KUTIPAN TEKS:
◇ ◇ ◇ ◇ ◇ ◇ ◇
HABIB ALI ZAINAL ABIDIN AL JUFRI
Penampilan fisiknya mengagumkan: tampan, berkulit putih, tinggi, besar,
berjenggot tebal dan rapi tanpa kumis. Wajar jika kehadirannya di suatu
majelis selalu menonjol dan menyita perhatian orang.
Tetapi kelebihannya
bukan hanya itu. Kalau sudah berbicara di forum, orang akan
terkagum-kagum lagi dengan kelebihan-kelebihannya yang lain. Intonasi
suaranya membuat orang tak ingin berhenti mengikuti pembicaraannya. Pada
saat tertentu, suara dan ungkapan-ungkapannya menyejukkan hati
pendengarnya. Tapi pada saat yang lain, suaranya meninggi, menggelegar,
bergetar, membuat mereka tertunduk, lalu mengoreksi diri sendiri.
Namun jangan dikira kelebihannya hanya pada penampilan fisik dan
kemampuan bicara. Materi yang dibawakannya bukan bahan biasa yang hanya
mengandalkan retorika, melainkan penuh dengan pemahaman-pemahaman baru,
sarat dengan informasi penting, dan ditopang argumentasi-argumentasi
yang kukuh. Wajar, karena ia memang memiliki penguasaan ilmu agama yang
mendalam dalam berbagai cabang keilmuan, ditambah pengetahuannya yang
tak kalah luas dalam ilmu-ilmu modern, juga kemampuannya menyentuh hati
orang, membuat para pendengarnya bukan hanya memperoleh tambahan ilmu
dan wawasan, melainkan juga mendapatkan semangat dan tekad yang baru
untuk mengoreksi diri dan melakukan perubahan.
Itulah sebagian
gambaran Habib Ali bin Abdurrahman Al-Jufri, sosok ulama dan dai muda
yang nama dan kiprahnya sangat dikenal di berbagai negeri muslim, bahkan
juga di dunia Barat.
Ia memang sosok yang istimewa. Pribadinya
memancarkan daya tarik yang kuat. Siapa yang duduk dengannya sebentar
saja akan tertarik hatinya dan terkesan dengan keadaannya. Bukan hanya
kalangan awam, para ulama pun mencintainya. Siapa sesungguhnya tokoh ini
dan dari mana ia berasal?
Menimba Ilmu dari para Tokoh Besar
Habib Ali Al-Jufri lahir di kota Jeddah, Arab Saudi, menjelang fajar,
pada hari Jum’at 16 April 1971 (20 Shafar 1391 H). Ayahnya adalah Habib
Abdurrahman bin Ali bin Muhammad bin Alwi Al-Jufri, sedangkan ibundanya
Syarifah Marumah binti Hasan bin Alwi binti Hasan bin Alwi bin Ali
Al-Jufri.
◇ ◇ ◇ ◇ ◇ ◇ ◇
Baris dataset tentang letak objek:
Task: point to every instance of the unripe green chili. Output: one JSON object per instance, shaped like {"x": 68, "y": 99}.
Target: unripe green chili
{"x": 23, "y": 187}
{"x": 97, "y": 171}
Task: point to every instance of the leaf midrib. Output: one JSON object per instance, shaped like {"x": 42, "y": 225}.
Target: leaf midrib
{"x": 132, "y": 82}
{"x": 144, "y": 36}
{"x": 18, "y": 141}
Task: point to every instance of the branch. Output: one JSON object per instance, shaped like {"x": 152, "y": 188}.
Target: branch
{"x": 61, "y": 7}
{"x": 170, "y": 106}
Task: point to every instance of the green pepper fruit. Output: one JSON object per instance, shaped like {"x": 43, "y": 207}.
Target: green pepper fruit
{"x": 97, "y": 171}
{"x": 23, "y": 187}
◇ ◇ ◇ ◇ ◇ ◇ ◇
TUGAS ANDA:
A – Menurut teks tentang Habib Ali Al-Jufri, di kota mana ia lahir?
B – Lanjutkan teks tentang Habib Ali Al-Jufri mulai dari kalimat terakhirnya.
Data tersebut sama sekali tidak dipakai di sini.

JAWABAN TIAP TUGAS:
A – Ia lahir di kota Jeddah, Arab Saudi.

B –
Di masa kecil, ia mulai menimba ilmu kepada bibi dari
ibundanya, seorang alimah dan arifah billah, Hababah Shafiyah binti
Alwi bin Hasan Al-Jufri. Wanita shalihah ini memberikan pengaruh yang
sangat besar dalam mengarahkannya ke jalur ilmu dan perjalanan menuju
Allah.
Setelah itu ia tak henti-hentinya menimba ilmu dari para
tokoh besar. Habib Abdul Qadir bin Ahmad Assegaf adalah salah seorang
guru utamanya. Kepadanya ia membaca dan mendengarkan pembacaan kitab
Shahih Al-Bukhari dan Shahih Muslim, Tajrid Al-Bukhari, Ihya’ Ulumiddin,
dan kitab-kitab penting lainnya. Cukup lama Habib Ali belajar
kepadanya, sejak usia 10 tahun hingga berusia 21 tahun.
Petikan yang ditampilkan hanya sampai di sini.